══ Data supplied

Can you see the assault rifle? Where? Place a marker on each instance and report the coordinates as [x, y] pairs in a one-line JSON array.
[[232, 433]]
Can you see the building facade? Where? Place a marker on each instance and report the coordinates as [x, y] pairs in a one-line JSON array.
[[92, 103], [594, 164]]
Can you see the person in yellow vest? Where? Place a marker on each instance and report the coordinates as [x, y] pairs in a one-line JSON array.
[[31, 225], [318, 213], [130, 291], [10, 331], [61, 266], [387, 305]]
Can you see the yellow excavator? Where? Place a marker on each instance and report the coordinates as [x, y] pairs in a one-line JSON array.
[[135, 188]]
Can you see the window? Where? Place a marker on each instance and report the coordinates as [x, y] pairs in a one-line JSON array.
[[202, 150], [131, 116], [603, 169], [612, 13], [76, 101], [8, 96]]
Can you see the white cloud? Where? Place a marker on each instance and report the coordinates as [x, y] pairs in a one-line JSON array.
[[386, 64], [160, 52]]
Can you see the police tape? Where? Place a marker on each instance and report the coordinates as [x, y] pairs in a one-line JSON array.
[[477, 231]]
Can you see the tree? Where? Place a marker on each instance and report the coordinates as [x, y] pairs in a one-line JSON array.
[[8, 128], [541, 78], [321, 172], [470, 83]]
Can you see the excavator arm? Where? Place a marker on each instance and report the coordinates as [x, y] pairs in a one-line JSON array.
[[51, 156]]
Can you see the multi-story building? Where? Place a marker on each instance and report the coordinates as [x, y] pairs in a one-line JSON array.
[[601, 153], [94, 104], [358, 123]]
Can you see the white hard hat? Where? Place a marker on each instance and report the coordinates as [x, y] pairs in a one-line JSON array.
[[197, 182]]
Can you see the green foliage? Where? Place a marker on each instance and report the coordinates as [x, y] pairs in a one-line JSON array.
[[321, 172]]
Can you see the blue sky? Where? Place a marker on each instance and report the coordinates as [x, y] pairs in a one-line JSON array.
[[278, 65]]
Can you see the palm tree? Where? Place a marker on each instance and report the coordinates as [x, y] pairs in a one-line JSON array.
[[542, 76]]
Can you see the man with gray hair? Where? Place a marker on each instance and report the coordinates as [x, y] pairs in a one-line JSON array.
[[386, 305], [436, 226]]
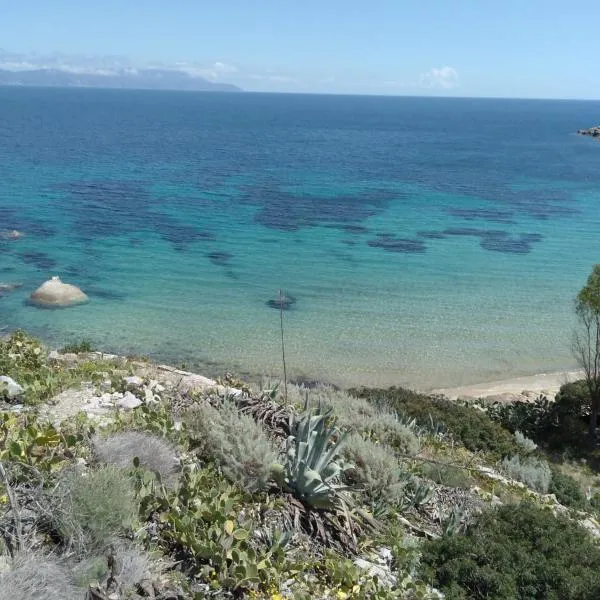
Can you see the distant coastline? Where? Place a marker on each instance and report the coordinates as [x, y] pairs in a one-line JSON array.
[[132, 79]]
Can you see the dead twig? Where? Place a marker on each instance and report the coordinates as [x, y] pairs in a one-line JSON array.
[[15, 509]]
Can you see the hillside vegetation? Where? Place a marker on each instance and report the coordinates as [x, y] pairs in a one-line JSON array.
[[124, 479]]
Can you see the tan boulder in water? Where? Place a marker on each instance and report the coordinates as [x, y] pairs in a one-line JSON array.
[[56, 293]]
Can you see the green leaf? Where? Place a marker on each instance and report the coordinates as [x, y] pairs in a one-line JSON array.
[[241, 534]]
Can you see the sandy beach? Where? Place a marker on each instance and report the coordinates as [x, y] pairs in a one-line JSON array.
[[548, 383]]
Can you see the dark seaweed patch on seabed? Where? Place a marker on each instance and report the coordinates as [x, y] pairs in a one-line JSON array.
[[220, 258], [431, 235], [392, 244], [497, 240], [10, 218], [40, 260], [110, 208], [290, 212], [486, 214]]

════
══ Data supplied

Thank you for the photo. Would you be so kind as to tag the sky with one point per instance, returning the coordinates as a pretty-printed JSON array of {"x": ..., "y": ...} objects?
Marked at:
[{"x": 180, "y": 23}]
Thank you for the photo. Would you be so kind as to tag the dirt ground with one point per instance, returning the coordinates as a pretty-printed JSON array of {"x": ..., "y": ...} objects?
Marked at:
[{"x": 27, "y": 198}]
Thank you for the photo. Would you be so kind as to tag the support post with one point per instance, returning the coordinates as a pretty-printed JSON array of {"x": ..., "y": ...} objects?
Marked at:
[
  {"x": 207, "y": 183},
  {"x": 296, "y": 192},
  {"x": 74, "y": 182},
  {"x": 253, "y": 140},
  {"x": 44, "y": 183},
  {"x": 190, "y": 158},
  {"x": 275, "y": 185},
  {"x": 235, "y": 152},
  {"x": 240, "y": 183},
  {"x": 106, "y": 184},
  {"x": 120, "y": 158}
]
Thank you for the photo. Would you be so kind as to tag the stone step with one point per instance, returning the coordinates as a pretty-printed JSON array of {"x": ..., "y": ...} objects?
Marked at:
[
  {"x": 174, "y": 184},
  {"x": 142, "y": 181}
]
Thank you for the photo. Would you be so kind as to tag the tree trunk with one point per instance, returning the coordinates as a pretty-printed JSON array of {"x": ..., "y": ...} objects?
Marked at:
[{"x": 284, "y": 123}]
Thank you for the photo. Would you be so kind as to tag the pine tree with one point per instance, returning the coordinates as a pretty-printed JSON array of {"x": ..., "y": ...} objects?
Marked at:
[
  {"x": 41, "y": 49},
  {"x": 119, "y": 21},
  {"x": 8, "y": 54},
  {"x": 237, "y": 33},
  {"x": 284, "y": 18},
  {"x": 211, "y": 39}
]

════

Exercise:
Look for the string "point" in the data above and return every line that has it.

Your response:
Thank you for the photo. Would you be so kind as to tag the sky with one point per instance, returning the coordinates as a pretty-printed JSON array of {"x": ..., "y": ...} objects?
Thank you for the photo. Would you be so kind as to tag the dirt ground with one point per instance, returning the coordinates as a pretty-printed JSON array of {"x": ..., "y": ...} objects?
Thank you for the photo. Would you be so kind as to tag the support post with one point per instance, returning the coordinates as a pretty-printed JSON array of {"x": ..., "y": ...} objects?
Thank you for the photo. Would you be so kind as to tag the stone step with one point per instance, returning the coordinates as a pretty-printed JSON array of {"x": ..., "y": ...} objects?
Thank you for the photo. Would you be so kind as to tag the tree trunk with one point per instance, returning the coordinates as a pretty-printed JSON array of {"x": ..., "y": ...} objects?
Thank you for the photo. Would you be so kind as to tag the pine tree with one point per instance, returning the coordinates as a pretty-printed JSON array of {"x": ..., "y": ...} objects?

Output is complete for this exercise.